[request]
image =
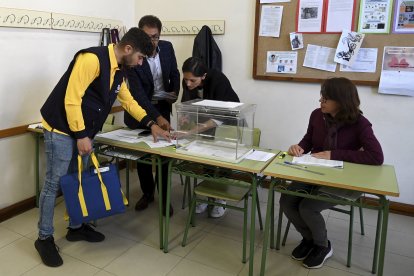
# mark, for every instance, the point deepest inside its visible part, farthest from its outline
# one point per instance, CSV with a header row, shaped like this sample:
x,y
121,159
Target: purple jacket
x,y
350,139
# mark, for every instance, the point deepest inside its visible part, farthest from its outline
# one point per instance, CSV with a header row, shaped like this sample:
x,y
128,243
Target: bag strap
x,y
103,187
114,36
105,37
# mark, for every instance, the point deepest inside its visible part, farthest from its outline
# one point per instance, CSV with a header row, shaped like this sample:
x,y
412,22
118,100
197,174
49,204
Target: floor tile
x,y
97,254
70,267
143,260
23,224
231,226
190,268
176,233
18,257
220,253
276,264
103,273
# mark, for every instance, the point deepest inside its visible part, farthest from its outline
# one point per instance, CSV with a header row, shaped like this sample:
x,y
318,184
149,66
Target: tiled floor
x,y
214,246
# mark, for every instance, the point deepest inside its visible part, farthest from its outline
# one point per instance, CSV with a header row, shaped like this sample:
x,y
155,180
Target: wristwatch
x,y
151,123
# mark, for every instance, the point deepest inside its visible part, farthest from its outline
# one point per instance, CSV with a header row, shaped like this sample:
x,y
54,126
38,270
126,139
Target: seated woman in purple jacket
x,y
338,131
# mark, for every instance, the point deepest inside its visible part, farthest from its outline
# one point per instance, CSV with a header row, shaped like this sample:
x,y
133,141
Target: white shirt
x,y
155,66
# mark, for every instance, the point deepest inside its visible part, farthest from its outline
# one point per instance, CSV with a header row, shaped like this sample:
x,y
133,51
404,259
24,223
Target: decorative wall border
x,y
191,27
19,18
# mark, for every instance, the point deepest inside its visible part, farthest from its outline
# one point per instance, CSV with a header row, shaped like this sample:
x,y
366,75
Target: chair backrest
x,y
231,132
256,137
110,120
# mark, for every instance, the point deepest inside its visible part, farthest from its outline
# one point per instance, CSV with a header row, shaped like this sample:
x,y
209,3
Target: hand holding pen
x,y
295,150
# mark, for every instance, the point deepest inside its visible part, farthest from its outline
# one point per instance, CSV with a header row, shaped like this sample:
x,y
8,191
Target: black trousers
x,y
145,171
147,181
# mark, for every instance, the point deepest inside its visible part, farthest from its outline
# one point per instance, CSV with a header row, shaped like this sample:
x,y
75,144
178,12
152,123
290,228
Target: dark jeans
x,y
305,214
147,181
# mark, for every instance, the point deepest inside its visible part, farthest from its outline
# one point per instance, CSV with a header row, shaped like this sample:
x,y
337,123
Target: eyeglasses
x,y
155,37
323,99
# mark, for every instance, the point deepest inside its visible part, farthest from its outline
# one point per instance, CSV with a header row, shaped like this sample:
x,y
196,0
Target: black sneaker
x,y
49,252
84,233
143,203
318,256
164,211
302,250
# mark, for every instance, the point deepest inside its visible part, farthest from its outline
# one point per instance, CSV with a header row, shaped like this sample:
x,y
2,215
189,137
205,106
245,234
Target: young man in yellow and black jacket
x,y
74,113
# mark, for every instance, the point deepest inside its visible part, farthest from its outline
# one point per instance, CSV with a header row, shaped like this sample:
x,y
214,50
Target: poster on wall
x,y
281,62
365,62
270,21
397,71
403,17
375,16
309,16
339,15
348,47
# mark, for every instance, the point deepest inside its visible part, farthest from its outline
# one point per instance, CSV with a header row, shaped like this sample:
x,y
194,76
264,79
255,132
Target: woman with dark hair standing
x,y
209,84
202,83
338,131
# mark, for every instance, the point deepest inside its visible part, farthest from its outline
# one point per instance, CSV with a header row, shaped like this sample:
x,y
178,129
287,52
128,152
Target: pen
x,y
282,155
293,164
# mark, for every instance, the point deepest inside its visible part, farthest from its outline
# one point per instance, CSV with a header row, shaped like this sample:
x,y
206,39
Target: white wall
x,y
283,108
32,61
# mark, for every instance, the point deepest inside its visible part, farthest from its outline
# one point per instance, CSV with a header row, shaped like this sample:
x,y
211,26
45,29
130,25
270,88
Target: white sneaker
x,y
218,211
201,208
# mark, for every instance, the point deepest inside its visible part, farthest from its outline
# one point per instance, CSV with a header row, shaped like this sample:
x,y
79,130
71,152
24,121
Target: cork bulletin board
x,y
304,74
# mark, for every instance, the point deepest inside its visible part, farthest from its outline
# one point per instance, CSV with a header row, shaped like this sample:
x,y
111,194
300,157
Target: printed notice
x,y
397,71
282,62
270,21
365,62
320,57
348,47
310,15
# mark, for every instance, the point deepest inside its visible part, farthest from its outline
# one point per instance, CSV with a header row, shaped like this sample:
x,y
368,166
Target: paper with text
x,y
307,159
258,155
221,104
270,21
320,57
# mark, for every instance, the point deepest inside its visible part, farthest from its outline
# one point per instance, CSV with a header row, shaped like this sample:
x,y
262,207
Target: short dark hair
x,y
138,40
150,21
345,93
195,66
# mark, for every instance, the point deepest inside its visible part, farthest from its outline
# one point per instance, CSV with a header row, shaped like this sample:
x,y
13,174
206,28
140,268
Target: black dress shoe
x,y
143,203
164,211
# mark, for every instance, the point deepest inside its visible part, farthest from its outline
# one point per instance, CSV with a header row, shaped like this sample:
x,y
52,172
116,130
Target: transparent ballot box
x,y
215,129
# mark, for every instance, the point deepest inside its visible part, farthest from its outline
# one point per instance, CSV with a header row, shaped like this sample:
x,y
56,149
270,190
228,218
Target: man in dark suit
x,y
155,85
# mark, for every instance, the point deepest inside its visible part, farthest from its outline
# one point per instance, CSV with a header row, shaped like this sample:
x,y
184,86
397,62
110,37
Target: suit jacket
x,y
205,48
141,83
216,86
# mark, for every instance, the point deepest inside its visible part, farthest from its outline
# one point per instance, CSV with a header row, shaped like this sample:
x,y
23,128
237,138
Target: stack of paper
x,y
309,160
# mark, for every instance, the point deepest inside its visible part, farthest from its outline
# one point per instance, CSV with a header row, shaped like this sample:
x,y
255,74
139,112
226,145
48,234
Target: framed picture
x,y
375,16
403,17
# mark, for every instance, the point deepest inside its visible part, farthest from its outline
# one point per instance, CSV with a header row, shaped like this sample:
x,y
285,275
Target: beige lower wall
x,y
283,108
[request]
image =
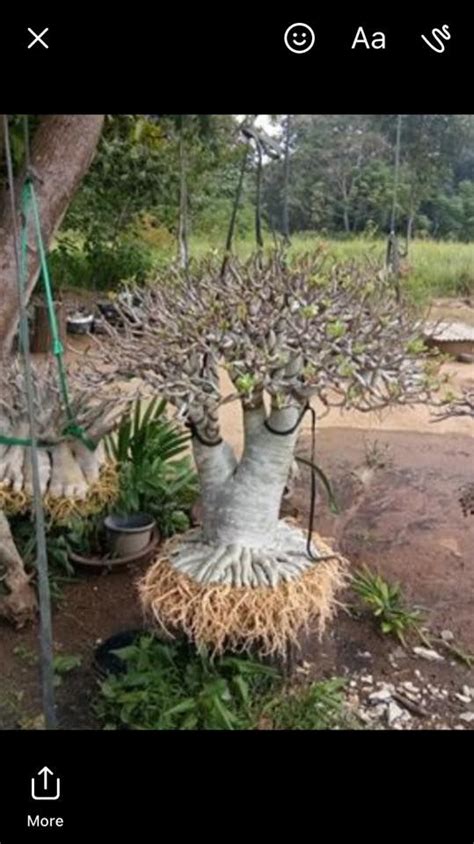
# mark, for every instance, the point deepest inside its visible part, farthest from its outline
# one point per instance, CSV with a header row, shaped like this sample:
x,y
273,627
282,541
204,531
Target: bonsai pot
x,y
128,535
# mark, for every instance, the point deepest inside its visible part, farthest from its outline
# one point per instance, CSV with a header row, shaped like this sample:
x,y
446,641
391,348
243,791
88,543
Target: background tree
x,y
62,150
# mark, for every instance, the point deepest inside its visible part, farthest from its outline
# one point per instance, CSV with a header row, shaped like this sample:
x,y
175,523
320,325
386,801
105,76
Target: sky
x,y
262,122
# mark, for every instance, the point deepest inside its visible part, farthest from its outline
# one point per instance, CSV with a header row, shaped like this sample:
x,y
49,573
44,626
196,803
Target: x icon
x,y
38,38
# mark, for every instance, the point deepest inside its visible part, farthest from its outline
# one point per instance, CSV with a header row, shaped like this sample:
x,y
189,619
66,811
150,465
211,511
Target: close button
x,y
38,39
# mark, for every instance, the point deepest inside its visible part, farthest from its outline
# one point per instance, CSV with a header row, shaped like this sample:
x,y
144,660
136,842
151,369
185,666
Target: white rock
x,y
426,653
408,685
378,711
380,696
447,635
462,698
394,713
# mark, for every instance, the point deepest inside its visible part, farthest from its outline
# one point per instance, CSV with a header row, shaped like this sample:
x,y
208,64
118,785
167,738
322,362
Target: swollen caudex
x,y
283,558
71,474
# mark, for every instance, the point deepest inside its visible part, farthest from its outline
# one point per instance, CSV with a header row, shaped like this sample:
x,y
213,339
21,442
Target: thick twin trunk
x,y
242,542
62,151
244,506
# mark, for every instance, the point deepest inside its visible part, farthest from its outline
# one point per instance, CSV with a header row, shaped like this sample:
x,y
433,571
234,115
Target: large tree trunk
x,y
242,540
62,151
19,602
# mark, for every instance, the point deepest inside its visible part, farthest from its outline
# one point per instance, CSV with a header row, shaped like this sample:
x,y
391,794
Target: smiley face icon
x,y
299,38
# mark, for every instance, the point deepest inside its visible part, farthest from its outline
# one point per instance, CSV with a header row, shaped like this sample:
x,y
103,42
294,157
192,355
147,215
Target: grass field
x,y
432,268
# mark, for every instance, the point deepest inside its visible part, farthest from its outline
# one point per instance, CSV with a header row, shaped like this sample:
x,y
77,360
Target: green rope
x,y
72,428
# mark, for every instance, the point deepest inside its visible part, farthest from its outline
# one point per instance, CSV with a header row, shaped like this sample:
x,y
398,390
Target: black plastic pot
x,y
107,662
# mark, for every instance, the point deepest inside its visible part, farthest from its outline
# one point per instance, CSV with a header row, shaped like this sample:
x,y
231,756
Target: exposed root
x,y
239,565
67,479
90,462
19,604
256,616
103,491
44,466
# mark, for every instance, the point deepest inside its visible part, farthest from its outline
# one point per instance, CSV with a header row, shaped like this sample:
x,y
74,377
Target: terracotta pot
x,y
127,535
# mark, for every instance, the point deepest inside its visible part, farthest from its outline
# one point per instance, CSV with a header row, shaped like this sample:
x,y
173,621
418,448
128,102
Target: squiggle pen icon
x,y
438,34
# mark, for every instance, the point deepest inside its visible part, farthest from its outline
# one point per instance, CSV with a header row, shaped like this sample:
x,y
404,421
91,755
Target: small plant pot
x,y
127,535
80,324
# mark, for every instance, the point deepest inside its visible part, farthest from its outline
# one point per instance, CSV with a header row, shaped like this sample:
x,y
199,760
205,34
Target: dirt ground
x,y
397,479
402,518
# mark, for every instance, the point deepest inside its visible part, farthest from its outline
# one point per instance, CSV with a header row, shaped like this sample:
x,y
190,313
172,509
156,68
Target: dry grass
x,y
60,510
223,617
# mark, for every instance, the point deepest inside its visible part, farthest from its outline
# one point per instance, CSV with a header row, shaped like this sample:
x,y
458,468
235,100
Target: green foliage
x,y
166,686
57,548
319,706
385,601
101,266
152,479
173,686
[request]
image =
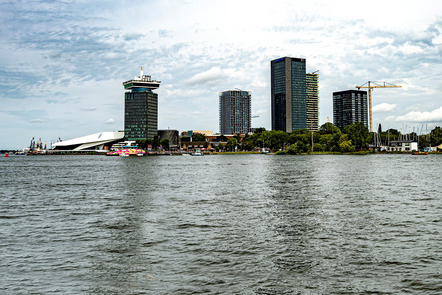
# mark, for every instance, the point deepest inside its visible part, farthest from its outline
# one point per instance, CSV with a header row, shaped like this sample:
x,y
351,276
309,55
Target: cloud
x,y
384,108
37,121
210,76
89,109
132,37
422,117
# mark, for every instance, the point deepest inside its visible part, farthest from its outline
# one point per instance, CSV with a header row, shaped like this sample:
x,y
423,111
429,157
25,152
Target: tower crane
x,y
371,85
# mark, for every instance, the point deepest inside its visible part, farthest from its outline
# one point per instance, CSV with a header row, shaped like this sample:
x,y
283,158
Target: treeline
x,y
329,138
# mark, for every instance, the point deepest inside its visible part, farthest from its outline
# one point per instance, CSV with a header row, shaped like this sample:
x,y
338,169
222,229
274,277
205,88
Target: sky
x,y
62,63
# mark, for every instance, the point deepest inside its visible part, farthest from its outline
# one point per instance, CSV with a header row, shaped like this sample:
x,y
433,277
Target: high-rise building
x,y
349,106
288,91
235,112
312,91
140,108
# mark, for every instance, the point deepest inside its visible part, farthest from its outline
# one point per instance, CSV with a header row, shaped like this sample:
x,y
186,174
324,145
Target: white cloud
x,y
210,76
89,109
422,117
38,121
384,108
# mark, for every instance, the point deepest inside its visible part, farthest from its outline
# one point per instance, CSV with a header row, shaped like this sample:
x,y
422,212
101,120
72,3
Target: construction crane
x,y
371,85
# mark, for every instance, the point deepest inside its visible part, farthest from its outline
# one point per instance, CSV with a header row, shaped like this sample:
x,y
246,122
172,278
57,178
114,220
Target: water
x,y
232,224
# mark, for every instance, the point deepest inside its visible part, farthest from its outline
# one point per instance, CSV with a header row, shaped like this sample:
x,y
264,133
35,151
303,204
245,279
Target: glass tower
x,y
288,91
349,106
140,108
312,102
235,112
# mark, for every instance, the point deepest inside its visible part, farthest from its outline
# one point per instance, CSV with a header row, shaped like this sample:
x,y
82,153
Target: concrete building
x,y
312,101
172,136
235,107
140,108
288,94
349,106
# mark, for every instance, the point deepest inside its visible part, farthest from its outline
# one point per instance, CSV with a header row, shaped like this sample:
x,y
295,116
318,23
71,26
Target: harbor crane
x,y
371,85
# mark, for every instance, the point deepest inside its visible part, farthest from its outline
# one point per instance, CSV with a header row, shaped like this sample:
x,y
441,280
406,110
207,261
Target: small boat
x,y
419,153
197,153
265,151
128,152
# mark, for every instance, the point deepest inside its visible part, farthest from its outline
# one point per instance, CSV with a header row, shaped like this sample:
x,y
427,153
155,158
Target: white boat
x,y
197,153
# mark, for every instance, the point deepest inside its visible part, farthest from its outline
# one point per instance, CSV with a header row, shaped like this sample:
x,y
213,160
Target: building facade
x,y
288,93
140,108
235,107
312,101
349,106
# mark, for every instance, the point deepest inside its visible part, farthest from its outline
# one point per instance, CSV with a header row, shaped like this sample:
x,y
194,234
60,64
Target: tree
x,y
345,144
318,147
436,136
198,137
358,134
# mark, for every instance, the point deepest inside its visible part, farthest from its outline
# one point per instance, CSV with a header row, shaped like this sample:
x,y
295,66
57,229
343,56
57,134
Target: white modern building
x,y
94,142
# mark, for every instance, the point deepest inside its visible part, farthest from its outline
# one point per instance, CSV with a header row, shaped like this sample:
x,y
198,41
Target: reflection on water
x,y
233,224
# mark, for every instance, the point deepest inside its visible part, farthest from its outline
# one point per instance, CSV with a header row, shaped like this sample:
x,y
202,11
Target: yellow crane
x,y
370,85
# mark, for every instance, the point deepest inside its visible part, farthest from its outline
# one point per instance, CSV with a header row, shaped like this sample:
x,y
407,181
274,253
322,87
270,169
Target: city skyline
x,y
62,63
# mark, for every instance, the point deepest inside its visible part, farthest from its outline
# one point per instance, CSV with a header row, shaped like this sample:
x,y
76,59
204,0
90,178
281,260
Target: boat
x,y
128,152
197,152
419,153
265,151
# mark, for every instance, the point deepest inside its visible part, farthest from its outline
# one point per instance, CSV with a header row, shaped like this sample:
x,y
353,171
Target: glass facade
x,y
348,107
312,88
140,115
235,112
288,91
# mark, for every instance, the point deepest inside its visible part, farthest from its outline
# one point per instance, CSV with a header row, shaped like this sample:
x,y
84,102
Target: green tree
x,y
345,145
317,147
358,134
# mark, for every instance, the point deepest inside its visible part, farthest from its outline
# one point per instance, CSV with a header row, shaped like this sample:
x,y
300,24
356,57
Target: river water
x,y
224,224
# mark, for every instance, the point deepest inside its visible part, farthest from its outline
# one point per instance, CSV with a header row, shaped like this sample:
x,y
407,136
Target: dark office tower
x,y
140,108
235,112
312,108
348,107
288,90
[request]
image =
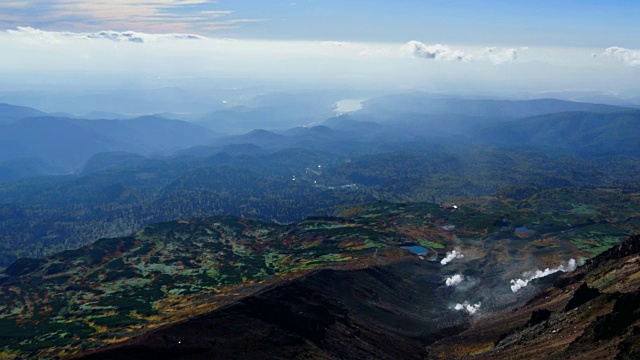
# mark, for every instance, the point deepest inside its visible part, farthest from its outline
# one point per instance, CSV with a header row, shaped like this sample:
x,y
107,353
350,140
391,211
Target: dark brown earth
x,y
592,313
401,311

TASK TO CARRY OUT: Return each line of the listing that contains the string "woman", and treat case as significant.

WRITTEN REPLY:
Target: seated woman in purple jacket
Target: woman with dark hair standing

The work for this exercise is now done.